● **TASK ITEM**
Only an exact retyping of all the entries counts as an answer.

━━━━━━

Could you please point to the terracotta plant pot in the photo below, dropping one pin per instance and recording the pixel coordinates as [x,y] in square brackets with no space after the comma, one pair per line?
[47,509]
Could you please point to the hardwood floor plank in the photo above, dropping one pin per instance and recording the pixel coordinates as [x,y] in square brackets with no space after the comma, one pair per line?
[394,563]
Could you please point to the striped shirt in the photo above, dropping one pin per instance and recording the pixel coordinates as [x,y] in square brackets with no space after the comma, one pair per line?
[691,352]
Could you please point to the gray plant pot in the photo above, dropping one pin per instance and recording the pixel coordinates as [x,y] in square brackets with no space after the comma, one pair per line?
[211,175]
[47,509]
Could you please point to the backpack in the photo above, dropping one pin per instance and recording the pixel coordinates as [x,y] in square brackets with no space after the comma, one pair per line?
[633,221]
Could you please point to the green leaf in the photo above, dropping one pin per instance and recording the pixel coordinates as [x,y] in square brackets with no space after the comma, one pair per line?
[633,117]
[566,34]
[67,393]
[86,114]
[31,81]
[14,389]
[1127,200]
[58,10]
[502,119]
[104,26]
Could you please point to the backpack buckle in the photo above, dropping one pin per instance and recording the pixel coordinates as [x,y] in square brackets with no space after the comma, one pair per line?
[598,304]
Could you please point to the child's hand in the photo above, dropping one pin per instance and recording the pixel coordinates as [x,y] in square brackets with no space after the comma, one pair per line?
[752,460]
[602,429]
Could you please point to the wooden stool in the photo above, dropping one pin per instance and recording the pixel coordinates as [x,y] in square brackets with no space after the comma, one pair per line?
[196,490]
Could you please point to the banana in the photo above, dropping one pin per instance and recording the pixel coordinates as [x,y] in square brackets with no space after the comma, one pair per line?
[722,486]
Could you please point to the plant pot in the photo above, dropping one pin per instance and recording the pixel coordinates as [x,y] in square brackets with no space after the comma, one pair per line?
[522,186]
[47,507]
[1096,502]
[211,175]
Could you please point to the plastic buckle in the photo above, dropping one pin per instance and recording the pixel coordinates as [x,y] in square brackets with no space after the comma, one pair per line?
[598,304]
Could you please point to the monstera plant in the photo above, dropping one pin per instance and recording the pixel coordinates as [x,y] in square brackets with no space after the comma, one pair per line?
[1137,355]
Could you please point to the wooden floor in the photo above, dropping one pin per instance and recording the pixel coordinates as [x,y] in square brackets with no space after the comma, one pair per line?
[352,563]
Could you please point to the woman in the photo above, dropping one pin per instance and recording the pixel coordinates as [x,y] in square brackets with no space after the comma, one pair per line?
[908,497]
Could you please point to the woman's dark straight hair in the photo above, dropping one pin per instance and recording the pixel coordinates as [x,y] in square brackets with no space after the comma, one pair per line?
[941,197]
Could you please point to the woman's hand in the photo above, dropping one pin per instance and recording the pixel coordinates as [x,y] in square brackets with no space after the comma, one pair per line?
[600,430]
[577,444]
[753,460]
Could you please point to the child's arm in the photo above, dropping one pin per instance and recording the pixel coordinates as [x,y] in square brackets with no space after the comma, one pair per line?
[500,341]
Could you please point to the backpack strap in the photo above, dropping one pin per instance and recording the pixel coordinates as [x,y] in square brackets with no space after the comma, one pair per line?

━━━━━━

● **ANSWER SECTION**
Could you please point to the terracotta plant pot in the photo below, dropping one pin per instance and recording the pixel coordinates as [x,y] in square brackets with no space after the comma, one pair per line?
[47,509]
Could you please point to the hardwood floor plank in the photo above, dropping one pin per instance and recording the pixel coordinates as [x,y] in square brackets with no space after the comma, one pair per line?
[394,563]
Could you please point to the striped shirt in the photo above, dropping one pin per instance and recording the pixel coordinates as [x,y] in square brackets with no space after the comma, one pair per line?
[691,352]
Could you please point to the gray plant pot in the photo above, dropping one pin per instance and recording the pixel coordinates as [x,y] in square brackets with no space after the comma, one pair per line?
[211,175]
[47,509]
Could you please point to the backpack in the photo above, dropping one pin per instance and recording the pixel coordinates as [x,y] in square brackets with no space after the comma, one pair per line?
[633,221]
Could you please point to the green leaf in the photo above, dropping one pin per instance and recording the pixel coordinates as [x,y] in square brackets with no space after the comma, one pair per line?
[633,117]
[566,34]
[67,393]
[86,114]
[31,81]
[14,389]
[1127,200]
[58,10]
[502,119]
[104,26]
Could you please point to the backpack buckle in the photo above, dropping one pin per instance and recording the pixel coordinates as [x,y] in square brackets with no space after the comma, one pair per line?
[598,304]
Could you please point to the child's hand in the photo above, dropping one pin per instance and recording the pixel coordinates as [x,y] in square brackets with no space after the comma, one pair per line?
[752,460]
[602,429]
Could you please point to the wooden stool in the photo above, dropping one pin per instance and recording the pixel coordinates as [x,y] in square brackets with no space after the comma, one pair per line?
[196,490]
Could you please point to the banana in the photo above, dropping one pin per instance and recording the pixel coordinates as [x,y] in square brackets with no space after the comma, one pair per line?
[722,486]
Could you please point to the plant pot in the photo above, dropping one pin per instance and recording the pixel coordinates as [x,y] in square brackets with no space after the comma, one pair per line?
[522,186]
[47,507]
[1096,502]
[211,175]
Could you please point to the plastic buckle in the photo above, dropping one pin per instance and recording the pixel coordinates as [x,y] in square brackets with no space after the comma, one pair per line?
[598,304]
Could you please point to the monstera plant in the photo above, dropping one pin per instance and recording the pixel coordinates as [x,y] in square brackets with no space after the comma, one pair per line?
[1137,355]
Could you please point to the wooden floor in the photo above, dropping one pin per instance and recording the pixel coordinates as [x,y] in square brackets with no space after the comma, one pair per line?
[352,563]
Could you please point to the woman in the photo above, dropping one pin per instance and recording the pixel coordinates as [x,y] in square brackets with no space after the comma, one pair per line?
[908,497]
Could you please point to the woman's dark straight hair in the photo above, dropping one pin per instance and recording the pixel coordinates as [x,y] in square brackets with no space after the comma, one pair per line?
[941,197]
Could you please point to the woman's hand in the photo above, dropping one pin per instance and recording the pixel coordinates as [x,y] in square brackets with no space after the comma, one pair per line?
[600,430]
[577,444]
[753,460]
Could you please point to the child's arm in the photo above, dropping one pin per instance and recording the pixel coordinates as [x,y] in square brackets with no space after the comma, one pair per line?
[500,341]
Could you please point to the backpack strap in the photo above, dropping one pin per instance and recording the pixel coordinates as [x,y] in square brackets with no space after the comma, one pair per line?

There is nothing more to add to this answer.